▶ _WHAT IS BEING ASKED_
Copy out everything in the material below, from its first line down to and including the line that contains "box: [226, 72, 300, 114]". Reproduce each line exactly.

▶ _GIVEN RECORDS_
---+---

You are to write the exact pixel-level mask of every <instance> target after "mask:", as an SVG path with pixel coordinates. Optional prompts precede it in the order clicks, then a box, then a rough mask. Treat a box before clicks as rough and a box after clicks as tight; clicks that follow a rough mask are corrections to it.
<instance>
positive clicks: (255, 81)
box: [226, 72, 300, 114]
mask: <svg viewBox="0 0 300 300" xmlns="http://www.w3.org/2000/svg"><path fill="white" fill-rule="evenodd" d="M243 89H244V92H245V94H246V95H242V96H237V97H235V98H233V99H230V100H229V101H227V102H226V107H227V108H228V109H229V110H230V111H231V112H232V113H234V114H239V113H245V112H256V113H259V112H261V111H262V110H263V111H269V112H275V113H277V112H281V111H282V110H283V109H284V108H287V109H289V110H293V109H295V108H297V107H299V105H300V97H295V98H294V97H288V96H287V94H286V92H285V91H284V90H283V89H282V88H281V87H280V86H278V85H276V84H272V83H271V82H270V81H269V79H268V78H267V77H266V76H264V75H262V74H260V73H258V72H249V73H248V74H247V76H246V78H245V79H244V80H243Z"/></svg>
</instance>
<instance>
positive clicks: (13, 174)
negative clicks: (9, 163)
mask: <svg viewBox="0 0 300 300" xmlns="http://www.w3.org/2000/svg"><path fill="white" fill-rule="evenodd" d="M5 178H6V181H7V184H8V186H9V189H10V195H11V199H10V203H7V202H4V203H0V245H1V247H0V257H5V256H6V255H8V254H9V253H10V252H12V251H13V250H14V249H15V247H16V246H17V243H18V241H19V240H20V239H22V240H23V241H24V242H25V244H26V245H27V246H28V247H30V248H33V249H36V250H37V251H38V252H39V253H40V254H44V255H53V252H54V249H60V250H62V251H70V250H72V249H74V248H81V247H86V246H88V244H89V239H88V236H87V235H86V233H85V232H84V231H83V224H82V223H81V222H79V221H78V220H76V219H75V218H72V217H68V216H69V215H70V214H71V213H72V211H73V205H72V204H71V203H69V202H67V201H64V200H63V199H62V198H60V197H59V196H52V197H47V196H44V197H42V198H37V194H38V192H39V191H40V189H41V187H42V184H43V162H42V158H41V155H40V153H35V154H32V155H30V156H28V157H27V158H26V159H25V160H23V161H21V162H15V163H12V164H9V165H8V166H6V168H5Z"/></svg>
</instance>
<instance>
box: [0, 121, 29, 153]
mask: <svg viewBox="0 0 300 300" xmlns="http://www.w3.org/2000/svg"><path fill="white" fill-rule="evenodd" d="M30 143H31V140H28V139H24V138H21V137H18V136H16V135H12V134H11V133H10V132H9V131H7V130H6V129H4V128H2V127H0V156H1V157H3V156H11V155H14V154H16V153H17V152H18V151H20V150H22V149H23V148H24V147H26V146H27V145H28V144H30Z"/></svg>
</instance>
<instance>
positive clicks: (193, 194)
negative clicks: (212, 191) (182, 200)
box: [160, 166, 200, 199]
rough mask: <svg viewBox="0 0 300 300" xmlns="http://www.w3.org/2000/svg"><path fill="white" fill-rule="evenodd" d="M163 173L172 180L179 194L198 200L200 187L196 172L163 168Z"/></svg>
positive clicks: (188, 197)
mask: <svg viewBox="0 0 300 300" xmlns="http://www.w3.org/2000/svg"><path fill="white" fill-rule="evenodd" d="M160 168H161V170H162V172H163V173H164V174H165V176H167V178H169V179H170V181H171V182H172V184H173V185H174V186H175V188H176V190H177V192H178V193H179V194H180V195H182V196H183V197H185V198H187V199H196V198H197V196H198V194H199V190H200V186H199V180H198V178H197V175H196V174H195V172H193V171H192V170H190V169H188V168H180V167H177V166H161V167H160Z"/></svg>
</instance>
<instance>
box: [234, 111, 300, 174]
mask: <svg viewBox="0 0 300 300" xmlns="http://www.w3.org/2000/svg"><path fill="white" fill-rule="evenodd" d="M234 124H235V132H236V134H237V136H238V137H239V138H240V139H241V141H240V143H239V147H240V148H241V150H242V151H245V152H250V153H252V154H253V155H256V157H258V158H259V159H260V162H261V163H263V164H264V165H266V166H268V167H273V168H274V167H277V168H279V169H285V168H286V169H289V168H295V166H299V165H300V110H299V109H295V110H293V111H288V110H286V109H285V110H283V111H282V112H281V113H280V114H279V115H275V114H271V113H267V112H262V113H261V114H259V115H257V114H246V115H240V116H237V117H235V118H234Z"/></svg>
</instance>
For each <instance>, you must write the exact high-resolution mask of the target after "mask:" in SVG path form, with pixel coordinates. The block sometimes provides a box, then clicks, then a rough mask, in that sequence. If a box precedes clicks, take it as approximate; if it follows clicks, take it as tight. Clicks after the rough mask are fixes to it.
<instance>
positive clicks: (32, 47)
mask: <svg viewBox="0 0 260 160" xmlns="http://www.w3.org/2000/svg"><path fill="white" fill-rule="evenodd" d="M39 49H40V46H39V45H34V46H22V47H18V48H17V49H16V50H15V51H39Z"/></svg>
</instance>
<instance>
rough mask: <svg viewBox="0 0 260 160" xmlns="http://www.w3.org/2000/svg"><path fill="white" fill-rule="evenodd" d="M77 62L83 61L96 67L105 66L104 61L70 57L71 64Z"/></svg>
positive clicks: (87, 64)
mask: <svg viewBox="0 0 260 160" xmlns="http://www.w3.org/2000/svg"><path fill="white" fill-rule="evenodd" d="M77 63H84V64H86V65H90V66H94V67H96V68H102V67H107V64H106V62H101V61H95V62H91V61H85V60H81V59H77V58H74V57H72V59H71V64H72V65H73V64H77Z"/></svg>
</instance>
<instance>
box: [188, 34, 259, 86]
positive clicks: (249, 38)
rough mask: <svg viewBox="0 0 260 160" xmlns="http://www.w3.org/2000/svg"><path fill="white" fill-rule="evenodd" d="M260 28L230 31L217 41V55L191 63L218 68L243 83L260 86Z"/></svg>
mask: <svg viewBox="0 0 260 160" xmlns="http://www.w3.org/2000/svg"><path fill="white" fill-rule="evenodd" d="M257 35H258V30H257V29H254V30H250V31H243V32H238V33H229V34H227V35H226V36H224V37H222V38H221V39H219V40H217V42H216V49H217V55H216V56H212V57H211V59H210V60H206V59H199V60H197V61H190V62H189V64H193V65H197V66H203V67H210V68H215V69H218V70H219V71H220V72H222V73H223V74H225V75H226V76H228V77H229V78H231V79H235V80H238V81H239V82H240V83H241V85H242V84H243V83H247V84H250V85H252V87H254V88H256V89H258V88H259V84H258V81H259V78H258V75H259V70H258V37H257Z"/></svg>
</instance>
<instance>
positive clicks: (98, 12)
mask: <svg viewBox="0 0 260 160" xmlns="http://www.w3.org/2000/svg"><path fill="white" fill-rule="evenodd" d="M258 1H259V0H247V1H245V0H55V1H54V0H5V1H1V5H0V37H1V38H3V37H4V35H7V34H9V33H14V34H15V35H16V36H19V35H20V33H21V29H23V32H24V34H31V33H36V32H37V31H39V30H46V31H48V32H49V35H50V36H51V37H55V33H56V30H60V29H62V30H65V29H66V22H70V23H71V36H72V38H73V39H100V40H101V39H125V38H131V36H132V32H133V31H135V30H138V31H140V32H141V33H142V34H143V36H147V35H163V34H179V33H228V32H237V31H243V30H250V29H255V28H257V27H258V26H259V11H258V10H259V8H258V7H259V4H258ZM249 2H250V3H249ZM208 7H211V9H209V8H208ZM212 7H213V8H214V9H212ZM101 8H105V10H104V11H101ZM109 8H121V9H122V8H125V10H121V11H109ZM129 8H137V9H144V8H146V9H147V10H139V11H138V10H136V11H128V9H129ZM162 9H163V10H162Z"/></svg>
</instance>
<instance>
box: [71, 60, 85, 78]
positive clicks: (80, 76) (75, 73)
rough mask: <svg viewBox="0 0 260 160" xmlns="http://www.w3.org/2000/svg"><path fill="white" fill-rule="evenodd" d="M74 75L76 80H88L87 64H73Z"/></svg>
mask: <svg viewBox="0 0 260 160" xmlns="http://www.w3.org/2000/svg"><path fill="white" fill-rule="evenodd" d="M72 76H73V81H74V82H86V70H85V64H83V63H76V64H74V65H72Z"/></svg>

---+---

▶ _REPLY TO THE TASK_
You are to write the exact pixel-level mask of every <instance> target after "mask:", as an SVG path with pixel coordinates. Optional prompts precede it in the order clicks, then a box, then a rough mask. Treat a box before clicks as rough and a box after clicks as tight; clicks that follow a rough mask are corrections to it.
<instance>
positive clicks: (255, 81)
box: [226, 72, 300, 114]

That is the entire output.